Object position labeling entries >>
## start

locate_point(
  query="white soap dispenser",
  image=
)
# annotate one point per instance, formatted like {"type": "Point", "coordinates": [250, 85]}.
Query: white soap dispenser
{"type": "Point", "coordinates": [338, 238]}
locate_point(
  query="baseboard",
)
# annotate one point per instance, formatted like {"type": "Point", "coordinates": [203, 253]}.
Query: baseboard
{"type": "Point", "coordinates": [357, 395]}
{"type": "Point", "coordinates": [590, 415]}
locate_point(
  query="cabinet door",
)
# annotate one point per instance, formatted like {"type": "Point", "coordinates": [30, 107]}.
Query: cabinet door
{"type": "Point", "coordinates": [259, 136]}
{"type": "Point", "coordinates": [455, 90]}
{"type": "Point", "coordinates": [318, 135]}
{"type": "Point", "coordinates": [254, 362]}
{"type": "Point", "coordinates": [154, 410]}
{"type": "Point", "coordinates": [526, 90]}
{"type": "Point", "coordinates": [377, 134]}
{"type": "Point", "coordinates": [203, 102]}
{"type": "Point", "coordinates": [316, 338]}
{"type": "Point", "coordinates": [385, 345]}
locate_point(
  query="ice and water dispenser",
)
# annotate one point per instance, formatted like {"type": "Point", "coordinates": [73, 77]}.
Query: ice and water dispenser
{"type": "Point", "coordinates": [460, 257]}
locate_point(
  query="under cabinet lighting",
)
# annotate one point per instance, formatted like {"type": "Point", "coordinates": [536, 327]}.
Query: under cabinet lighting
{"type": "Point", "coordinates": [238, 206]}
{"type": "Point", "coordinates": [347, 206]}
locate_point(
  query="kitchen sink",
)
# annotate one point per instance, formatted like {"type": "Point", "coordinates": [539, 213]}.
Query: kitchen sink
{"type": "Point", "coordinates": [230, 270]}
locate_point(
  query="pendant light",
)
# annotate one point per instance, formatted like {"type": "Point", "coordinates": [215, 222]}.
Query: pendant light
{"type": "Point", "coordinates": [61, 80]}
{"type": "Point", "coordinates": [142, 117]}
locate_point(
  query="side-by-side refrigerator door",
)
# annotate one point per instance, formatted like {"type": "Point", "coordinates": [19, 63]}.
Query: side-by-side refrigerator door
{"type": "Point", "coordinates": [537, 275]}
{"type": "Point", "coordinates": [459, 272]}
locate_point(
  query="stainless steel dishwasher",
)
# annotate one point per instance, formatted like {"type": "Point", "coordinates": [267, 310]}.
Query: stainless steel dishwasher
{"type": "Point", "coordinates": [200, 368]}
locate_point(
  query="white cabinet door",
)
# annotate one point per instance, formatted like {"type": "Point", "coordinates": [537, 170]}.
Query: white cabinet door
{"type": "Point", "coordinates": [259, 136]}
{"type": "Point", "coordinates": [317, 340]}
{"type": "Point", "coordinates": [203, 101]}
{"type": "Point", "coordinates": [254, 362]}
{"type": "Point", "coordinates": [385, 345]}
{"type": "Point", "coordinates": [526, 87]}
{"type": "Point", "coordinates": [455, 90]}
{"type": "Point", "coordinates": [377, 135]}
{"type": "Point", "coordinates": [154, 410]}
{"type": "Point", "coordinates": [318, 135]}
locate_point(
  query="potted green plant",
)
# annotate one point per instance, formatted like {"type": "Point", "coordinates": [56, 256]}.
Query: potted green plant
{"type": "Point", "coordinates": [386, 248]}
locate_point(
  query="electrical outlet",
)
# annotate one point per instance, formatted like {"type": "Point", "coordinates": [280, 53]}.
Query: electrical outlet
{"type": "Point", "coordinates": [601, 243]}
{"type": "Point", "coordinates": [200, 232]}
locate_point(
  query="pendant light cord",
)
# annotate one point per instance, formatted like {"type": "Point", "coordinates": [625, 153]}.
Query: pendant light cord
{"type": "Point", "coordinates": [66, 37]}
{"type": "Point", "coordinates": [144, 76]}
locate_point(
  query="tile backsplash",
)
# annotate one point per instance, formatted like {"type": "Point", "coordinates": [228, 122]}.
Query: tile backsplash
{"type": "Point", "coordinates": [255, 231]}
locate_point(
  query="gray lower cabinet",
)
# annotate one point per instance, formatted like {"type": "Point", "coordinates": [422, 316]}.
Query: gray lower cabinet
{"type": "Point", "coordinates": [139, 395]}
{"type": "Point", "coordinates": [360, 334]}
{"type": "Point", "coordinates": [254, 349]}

## end

WHAT YOU SHOULD DO >> Copy out the whole listing, exactly as written.

EXERCISE RESULT >>
locate_point(
  query="white soap dispenser",
  image=
)
# annotate one point per instance, formatted like {"type": "Point", "coordinates": [250, 85]}.
Query: white soap dispenser
{"type": "Point", "coordinates": [338, 238]}
locate_point(
  query="baseboard",
)
# annotate one point per instance, formatted like {"type": "Point", "coordinates": [203, 253]}.
Query: baseboard
{"type": "Point", "coordinates": [357, 395]}
{"type": "Point", "coordinates": [590, 415]}
locate_point(
  query="cabinet door",
)
# annotate one point per instance, formatted like {"type": "Point", "coordinates": [30, 107]}.
Query: cabinet door
{"type": "Point", "coordinates": [259, 136]}
{"type": "Point", "coordinates": [455, 90]}
{"type": "Point", "coordinates": [318, 135]}
{"type": "Point", "coordinates": [254, 362]}
{"type": "Point", "coordinates": [154, 410]}
{"type": "Point", "coordinates": [526, 90]}
{"type": "Point", "coordinates": [377, 134]}
{"type": "Point", "coordinates": [203, 102]}
{"type": "Point", "coordinates": [316, 338]}
{"type": "Point", "coordinates": [385, 345]}
locate_point(
  query="ice and water dispenser",
)
# annotate one point per instance, formatted like {"type": "Point", "coordinates": [73, 77]}.
Query: ice and water dispenser
{"type": "Point", "coordinates": [460, 257]}
locate_point(
  query="under cabinet lighting",
)
# annotate one point per instance, formatted like {"type": "Point", "coordinates": [536, 327]}.
Query: under cabinet lighting
{"type": "Point", "coordinates": [238, 206]}
{"type": "Point", "coordinates": [347, 206]}
locate_point(
  query="kitchen sink",
)
# annotate one point per instance, formatted like {"type": "Point", "coordinates": [539, 213]}.
Query: kitchen sink
{"type": "Point", "coordinates": [230, 270]}
locate_point(
  query="pendant light",
)
# annotate one point per instance, formatted like {"type": "Point", "coordinates": [215, 222]}.
Query: pendant light
{"type": "Point", "coordinates": [61, 80]}
{"type": "Point", "coordinates": [142, 117]}
locate_point(
  query="side-by-side refrigerator door",
)
# annotate one point per instance, formatted like {"type": "Point", "coordinates": [19, 63]}.
Query: side-by-side refrigerator door
{"type": "Point", "coordinates": [537, 275]}
{"type": "Point", "coordinates": [459, 272]}
locate_point(
  query="stainless steel dishwasher",
)
# annotate one point per instance, formatted like {"type": "Point", "coordinates": [267, 310]}.
Query: stainless steel dishwasher
{"type": "Point", "coordinates": [200, 368]}
locate_point(
  query="white cabinet door",
)
# annotate one point per instance, formatted like {"type": "Point", "coordinates": [537, 170]}.
Query: white cabinet door
{"type": "Point", "coordinates": [259, 136]}
{"type": "Point", "coordinates": [317, 340]}
{"type": "Point", "coordinates": [203, 101]}
{"type": "Point", "coordinates": [254, 362]}
{"type": "Point", "coordinates": [385, 345]}
{"type": "Point", "coordinates": [526, 87]}
{"type": "Point", "coordinates": [455, 90]}
{"type": "Point", "coordinates": [377, 135]}
{"type": "Point", "coordinates": [154, 410]}
{"type": "Point", "coordinates": [318, 135]}
locate_point(
  query="potted green plant",
)
# annotate one point per instance, formatted like {"type": "Point", "coordinates": [56, 256]}.
Query: potted green plant
{"type": "Point", "coordinates": [386, 248]}
locate_point(
  query="electrical outlet",
)
# annotate one point per instance, formatted like {"type": "Point", "coordinates": [280, 53]}.
Query: electrical outlet
{"type": "Point", "coordinates": [601, 243]}
{"type": "Point", "coordinates": [200, 232]}
locate_point(
  query="pendant light cord",
)
# annotate one point per instance, formatted like {"type": "Point", "coordinates": [625, 153]}.
Query: pendant light cord
{"type": "Point", "coordinates": [66, 37]}
{"type": "Point", "coordinates": [144, 76]}
locate_point(
  query="tile backsplash",
)
# annotate one point per instance, formatted like {"type": "Point", "coordinates": [228, 122]}.
Query: tile backsplash
{"type": "Point", "coordinates": [255, 231]}
locate_point(
  query="gray lower cabinet",
)
# annotate one point per instance, formatted like {"type": "Point", "coordinates": [422, 316]}.
Query: gray lower cabinet
{"type": "Point", "coordinates": [139, 395]}
{"type": "Point", "coordinates": [360, 334]}
{"type": "Point", "coordinates": [254, 349]}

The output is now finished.